→ **SELECTED EXCERPT**
-------------------------
Pkg.jl: Project.jl as an extension to Projec.toml

Created on 19 May 2020 · 12Comments · Source: JuliaLang/Pkg.jl

It would be nice if we can have a Project.jl as an extension to Project.toml in our root directory to perform custom things that are not covered in Project.toml.

Pkg.instantiate() should run this file after it processes Project.toml.

Some use cases:

Interactive experience

function prompt(message::String="")::String
   print(message)
   return chomp(readline())
end

use_newfeature  = prompt("Do you want to use the new feature of this package? (Y, N)")
# do some stuff with use_newfeature  

backend_lib = prompt("Which XML library do you want to use as the backend?")
# do some stuff with backend_lib

Dependency based on the VERSION or OS

using Pkg
@static if VERSION > v"1.3"
    Pkg.add("AcuteML")
else
    Pkg.add(PackageSpec(url="https://github.com/aminya/AcuteML.jl", version=v"0.5"))
end

Unregistered packages

I might want to add a dependency that is not registered yet. I can simply do it in the Project.jl file.

using Pkg
Pkg.add(PackageSpec(url="https://github.com/aminya/AcuteML.jl", rev="master"))

Adding compat methods based on the VERSION or OS

@static if VERSION < v"1.3"
    Base.write("src/compat.jl","""
        static_hasmethod(args...) = hasmethod(args...)
    """)
    # inside the package, one can use `@static isfile("compat.jl")`
else
    Pkg.add("Tricks") # some package with compat `julia = 1.3`
end

Custom script after installation

include("src/build.jl")
include("src/postinstallation.jl")

Run the tests after installation

using Pkg
Pkg.test()

and many other examples.

This is similar to deps/build.jl, but being in the root, separates the Pkg and init stuff from building.

Source

aminya

👎3

Most helpful comment

@DilumAluthge: I think it would be cool for us to eventually completely remove deps/build.jl.

Yes, that would be great. Not sure if we'll ever be able to fully get there, but we want to at least eliminate as much non-declarative package setup as possible.

@aminya: I don't understand why Julia is different here...

Allowing people to run arbitrary code when installing, configuring or setting up packages is certainly the easiest thing to do form a design perspective and it's very seductive. I suspect that's why so many systems do it—it's easy and maximally flexible.
-------------------------
→ **AVAILABLE RECORDS**
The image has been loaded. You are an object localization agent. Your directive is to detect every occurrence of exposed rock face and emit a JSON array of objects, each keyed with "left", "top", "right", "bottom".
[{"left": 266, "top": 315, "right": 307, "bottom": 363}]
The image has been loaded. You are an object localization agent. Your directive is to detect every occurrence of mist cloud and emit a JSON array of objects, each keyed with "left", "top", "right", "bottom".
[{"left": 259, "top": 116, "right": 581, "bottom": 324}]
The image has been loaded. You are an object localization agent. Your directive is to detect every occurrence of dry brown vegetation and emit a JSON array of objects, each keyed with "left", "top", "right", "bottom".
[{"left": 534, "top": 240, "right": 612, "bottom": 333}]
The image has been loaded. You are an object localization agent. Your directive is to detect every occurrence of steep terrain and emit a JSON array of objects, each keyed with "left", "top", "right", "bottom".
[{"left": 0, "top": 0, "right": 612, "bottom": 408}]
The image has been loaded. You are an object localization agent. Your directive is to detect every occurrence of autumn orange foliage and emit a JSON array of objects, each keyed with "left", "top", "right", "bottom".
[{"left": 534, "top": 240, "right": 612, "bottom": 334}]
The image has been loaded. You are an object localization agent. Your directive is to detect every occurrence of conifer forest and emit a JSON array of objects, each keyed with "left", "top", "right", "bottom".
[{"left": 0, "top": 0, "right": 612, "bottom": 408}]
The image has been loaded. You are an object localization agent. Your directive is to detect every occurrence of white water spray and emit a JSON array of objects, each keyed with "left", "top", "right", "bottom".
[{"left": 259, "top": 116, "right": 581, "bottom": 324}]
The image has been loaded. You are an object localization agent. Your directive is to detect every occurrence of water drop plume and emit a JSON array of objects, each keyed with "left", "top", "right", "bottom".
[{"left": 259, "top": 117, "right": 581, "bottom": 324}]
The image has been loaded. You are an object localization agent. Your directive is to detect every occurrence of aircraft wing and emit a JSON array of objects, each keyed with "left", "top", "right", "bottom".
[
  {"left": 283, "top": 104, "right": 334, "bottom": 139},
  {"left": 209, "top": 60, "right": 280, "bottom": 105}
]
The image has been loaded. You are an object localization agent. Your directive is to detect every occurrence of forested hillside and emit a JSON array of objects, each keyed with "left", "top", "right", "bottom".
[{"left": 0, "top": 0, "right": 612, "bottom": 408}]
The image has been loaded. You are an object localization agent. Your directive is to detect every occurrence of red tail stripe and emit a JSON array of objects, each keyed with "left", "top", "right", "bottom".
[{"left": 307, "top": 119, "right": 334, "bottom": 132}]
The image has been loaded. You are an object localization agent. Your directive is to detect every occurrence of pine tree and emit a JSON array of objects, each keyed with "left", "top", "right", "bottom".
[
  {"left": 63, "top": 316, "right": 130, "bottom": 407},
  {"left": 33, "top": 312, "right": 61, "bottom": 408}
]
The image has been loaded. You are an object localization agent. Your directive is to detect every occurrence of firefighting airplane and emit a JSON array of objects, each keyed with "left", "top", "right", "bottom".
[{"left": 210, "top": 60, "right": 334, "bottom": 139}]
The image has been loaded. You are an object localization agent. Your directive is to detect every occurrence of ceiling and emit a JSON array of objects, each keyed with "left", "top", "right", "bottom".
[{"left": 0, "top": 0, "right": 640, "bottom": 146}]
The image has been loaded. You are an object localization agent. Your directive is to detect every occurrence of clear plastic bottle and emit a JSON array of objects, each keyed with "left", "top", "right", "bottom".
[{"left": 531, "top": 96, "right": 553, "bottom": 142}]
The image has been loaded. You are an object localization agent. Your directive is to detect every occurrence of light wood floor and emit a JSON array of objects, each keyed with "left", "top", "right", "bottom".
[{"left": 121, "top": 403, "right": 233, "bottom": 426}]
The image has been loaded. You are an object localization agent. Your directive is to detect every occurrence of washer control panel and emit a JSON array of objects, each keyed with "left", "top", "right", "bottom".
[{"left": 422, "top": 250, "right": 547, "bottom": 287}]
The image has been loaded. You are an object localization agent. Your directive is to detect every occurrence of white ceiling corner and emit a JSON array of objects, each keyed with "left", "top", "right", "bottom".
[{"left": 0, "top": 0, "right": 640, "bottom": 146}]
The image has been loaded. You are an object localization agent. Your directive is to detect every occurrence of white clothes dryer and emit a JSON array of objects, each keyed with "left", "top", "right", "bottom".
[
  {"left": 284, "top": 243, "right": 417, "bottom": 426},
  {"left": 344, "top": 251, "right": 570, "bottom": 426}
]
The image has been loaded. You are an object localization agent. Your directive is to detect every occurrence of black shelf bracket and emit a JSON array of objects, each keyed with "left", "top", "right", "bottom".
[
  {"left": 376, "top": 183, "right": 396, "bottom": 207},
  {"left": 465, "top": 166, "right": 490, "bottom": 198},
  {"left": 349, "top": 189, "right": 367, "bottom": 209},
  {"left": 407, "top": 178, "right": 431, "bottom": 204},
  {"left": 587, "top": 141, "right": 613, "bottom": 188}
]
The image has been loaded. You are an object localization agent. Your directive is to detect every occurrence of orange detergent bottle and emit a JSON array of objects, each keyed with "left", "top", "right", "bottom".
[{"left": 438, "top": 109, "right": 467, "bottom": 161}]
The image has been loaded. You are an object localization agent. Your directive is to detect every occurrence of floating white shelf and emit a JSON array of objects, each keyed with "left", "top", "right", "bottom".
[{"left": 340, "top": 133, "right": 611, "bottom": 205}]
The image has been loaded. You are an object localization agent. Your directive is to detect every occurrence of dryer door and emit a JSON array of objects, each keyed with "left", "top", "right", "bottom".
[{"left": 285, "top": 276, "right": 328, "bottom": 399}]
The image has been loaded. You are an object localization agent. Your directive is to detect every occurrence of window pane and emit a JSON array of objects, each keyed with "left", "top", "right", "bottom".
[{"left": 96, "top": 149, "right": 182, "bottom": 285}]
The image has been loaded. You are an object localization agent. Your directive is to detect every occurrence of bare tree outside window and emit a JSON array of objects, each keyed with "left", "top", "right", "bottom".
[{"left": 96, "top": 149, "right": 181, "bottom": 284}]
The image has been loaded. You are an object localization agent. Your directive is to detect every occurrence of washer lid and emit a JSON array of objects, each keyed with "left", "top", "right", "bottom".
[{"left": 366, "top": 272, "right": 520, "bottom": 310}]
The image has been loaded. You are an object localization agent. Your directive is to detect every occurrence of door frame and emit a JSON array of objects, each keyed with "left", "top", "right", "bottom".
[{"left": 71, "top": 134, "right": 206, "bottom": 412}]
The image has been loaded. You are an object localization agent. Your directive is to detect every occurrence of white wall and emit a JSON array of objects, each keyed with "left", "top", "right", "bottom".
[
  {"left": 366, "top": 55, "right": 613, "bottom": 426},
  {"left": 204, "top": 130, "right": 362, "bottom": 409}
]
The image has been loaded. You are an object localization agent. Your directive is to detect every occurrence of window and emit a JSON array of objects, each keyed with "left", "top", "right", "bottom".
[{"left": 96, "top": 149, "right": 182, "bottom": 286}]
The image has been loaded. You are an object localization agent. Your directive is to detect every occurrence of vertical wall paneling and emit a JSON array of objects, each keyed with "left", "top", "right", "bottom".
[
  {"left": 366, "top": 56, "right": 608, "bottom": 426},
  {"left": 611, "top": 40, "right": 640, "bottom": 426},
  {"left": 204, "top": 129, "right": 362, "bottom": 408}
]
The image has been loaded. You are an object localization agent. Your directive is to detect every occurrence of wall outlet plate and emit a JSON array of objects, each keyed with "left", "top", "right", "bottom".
-------------------------
→ **LIST OF TASKS**
a - Transcribe the passage of the Project.jl issue that opens with the words containing "Created on 19" and closes with "covered in Project.toml.".
b - Reproduce word for word the part of the listing that opens with the line containing "occurrence of vertical" and closes with the last line of the listing.

→ **WRITTEN ANSWERS**
a -
Created on 19 May 2020 · 12Comments · Source: JuliaLang/Pkg.jl

It would be nice if we can have a Project.jl as an extension to Project.toml in our root directory to perform custom things that are not covered in Project.toml.

b -
The image has been loaded. You are an object localization agent. Your directive is to detect every occurrence of vertical wall paneling and emit a JSON array of objects, each keyed with "left", "top", "right", "bottom".
[
  {"left": 366, "top": 56, "right": 608, "bottom": 426},
  {"left": 611, "top": 40, "right": 640, "bottom": 426},
  {"left": 204, "top": 129, "right": 362, "bottom": 408}
]
The image has been loaded. You are an object localization agent. Your directive is to detect every occurrence of wall outlet plate and emit a JSON array of objects, each keyed with "left", "top", "right", "bottom".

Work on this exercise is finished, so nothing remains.